=== TASK A ===
Swap "marker" for "pin" in the listing, starting with the line containing "In this exercise you will find the excavator boom" and going on through the end of the listing. Give those lines again with nothing else changed.
[BEGIN TEXT EXTRACT]
FERGUSON, Mo. (KMOX) KMOX News this week is taking a look at how much financial support has been promised to Ferguson, Dellwood, and surrounding communities in response to last years Ferguson unrest and cries for change.

In the last year, hundreds of millions of dollars in business investments have been promised to aid growth, plus millions more have been pledged for social programs.

KMOX added numbers provided by organizations taking the lead in recovery efforts.

One year later, we have $480 million in new investment and nearly 1,000 new jobs, says Sheila Sweeney, interim CEO of the St. Louis Economic Development Partnership, speaking about development planned in the next year.

That total includes the Centene Corporations new claims processing center under construction and its 200 future jobs.
[END TEXT EXTRACT]
[BEGIN DATA]
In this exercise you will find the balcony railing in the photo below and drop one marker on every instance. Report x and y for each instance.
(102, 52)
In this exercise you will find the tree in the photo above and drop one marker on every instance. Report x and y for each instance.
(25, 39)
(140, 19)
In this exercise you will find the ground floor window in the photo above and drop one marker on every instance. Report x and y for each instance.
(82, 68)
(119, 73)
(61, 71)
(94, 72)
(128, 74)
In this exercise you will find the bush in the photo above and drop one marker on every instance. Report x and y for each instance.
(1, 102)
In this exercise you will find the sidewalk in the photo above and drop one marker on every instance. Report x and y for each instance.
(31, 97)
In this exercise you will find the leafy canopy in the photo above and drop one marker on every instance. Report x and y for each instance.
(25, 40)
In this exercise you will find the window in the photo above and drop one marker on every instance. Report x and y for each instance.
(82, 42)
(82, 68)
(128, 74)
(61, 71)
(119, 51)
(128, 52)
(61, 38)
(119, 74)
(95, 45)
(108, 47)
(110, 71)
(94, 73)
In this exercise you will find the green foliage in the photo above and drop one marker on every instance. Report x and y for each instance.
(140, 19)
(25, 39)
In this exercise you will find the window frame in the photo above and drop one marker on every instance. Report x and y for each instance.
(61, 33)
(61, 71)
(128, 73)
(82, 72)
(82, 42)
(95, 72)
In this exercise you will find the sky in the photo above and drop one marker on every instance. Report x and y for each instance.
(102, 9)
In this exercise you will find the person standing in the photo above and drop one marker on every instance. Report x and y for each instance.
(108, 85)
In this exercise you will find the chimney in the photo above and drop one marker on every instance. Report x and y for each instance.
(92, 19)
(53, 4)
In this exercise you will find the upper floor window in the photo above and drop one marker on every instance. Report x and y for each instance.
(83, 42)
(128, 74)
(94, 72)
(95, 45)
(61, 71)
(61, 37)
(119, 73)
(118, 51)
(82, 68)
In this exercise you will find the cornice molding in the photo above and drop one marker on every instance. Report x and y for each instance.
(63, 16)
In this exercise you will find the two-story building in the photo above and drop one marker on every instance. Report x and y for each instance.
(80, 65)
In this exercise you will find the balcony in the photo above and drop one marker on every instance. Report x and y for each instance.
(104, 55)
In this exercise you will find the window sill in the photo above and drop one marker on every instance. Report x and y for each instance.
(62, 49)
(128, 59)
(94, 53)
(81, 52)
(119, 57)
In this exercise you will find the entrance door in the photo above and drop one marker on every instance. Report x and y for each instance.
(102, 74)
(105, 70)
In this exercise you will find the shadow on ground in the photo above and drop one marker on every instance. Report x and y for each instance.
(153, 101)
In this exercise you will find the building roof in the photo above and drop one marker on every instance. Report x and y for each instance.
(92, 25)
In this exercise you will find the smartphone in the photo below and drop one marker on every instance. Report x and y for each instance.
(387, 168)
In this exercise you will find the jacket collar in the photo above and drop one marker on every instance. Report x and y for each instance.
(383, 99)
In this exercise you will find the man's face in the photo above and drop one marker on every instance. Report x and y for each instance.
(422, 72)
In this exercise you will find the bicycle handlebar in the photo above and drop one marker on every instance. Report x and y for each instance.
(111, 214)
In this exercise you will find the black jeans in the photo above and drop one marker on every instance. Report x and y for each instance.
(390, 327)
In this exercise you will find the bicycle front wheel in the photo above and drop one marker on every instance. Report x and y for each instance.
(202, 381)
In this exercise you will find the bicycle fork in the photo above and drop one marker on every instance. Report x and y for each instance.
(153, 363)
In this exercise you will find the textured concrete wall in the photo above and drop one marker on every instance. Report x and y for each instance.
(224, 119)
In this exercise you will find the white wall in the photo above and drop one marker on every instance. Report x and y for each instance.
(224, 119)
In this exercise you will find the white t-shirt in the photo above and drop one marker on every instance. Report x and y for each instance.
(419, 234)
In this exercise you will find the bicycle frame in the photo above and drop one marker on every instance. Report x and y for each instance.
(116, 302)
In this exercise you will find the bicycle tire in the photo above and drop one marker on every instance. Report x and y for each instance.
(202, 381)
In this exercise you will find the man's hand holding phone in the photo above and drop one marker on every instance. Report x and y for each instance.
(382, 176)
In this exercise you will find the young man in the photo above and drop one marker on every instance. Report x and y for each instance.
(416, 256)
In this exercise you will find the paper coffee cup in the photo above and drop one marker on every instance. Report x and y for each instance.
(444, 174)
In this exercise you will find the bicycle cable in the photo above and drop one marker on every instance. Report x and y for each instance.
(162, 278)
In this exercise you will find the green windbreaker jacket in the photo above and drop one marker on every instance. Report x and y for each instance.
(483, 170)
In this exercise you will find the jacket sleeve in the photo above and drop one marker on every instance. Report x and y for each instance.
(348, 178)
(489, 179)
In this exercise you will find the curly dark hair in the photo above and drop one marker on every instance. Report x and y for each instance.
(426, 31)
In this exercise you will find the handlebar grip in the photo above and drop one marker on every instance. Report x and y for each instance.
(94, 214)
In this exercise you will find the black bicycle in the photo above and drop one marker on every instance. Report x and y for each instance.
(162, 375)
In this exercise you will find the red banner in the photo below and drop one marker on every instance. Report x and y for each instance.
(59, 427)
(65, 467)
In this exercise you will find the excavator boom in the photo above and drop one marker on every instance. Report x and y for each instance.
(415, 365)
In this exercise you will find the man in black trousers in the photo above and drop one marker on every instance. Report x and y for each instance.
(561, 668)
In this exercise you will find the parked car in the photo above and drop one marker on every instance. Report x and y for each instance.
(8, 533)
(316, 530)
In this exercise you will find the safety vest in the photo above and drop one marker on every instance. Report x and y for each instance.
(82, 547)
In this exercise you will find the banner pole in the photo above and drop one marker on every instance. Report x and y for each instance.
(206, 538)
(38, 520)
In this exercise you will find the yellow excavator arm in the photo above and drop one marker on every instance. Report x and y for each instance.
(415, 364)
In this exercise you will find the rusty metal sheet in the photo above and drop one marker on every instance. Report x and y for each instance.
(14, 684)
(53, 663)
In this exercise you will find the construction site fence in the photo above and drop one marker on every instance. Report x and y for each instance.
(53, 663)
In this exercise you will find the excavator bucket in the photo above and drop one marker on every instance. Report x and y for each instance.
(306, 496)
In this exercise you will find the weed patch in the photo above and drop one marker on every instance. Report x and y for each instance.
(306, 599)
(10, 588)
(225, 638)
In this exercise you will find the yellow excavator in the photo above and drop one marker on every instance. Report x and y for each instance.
[END DATA]
=== TASK B ===
Output the passage of the report on Ferguson investment starting with "FERGUSON, Mo. (KMOX)" and going on through "the next year.", word for word.

=== RESPONSE A ===
In this exercise you will find the excavator boom in the photo above and drop one pin on every instance. Report x and y for each instance.
(415, 365)
In this exercise you will find the man in black trousers in the photo above and drop one pin on every instance. Report x and y for each instance.
(561, 668)
In this exercise you will find the parked car in the photo above and drop one pin on every instance. Report x and y for each instance.
(8, 533)
(316, 530)
In this exercise you will find the safety vest in the photo above and drop one pin on every instance. Report x and y for each instance.
(82, 547)
In this exercise you will find the banner pole in the photo above and drop one pin on every instance. Report x and y for each instance.
(206, 538)
(38, 520)
In this exercise you will find the yellow excavator arm in the photo above and drop one pin on every instance. Report x and y for each instance.
(415, 364)
In this exercise you will find the rusty metal sheet in the photo above and drop one pin on every instance. Report x and y for each instance.
(14, 684)
(53, 663)
In this exercise you will find the construction site fence in the photo above and drop one pin on every instance. Report x and y for each instance.
(53, 663)
In this exercise you will find the excavator bucket in the photo above and drop one pin on every instance. Report x and y for each instance.
(306, 496)
In this exercise you will find the weed patch in the photo above and drop one pin on every instance. Report x and y for each instance.
(306, 599)
(10, 588)
(225, 638)
In this exercise you will find the yellow excavator in the photo above and drop one pin on every instance. Report x and y for each instance.

=== RESPONSE B ===
FERGUSON, Mo. (KMOX) KMOX News this week is taking a look at how much financial support has been promised to Ferguson, Dellwood, and surrounding communities in response to last years Ferguson unrest and cries for change.

In the last year, hundreds of millions of dollars in business investments have been promised to aid growth, plus millions more have been pledged for social programs.

KMOX added numbers provided by organizations taking the lead in recovery efforts.

One year later, we have $480 million in new investment and nearly 1,000 new jobs, says Sheila Sweeney, interim CEO of the St. Louis Economic Development Partnership, speaking about development planned in the next year.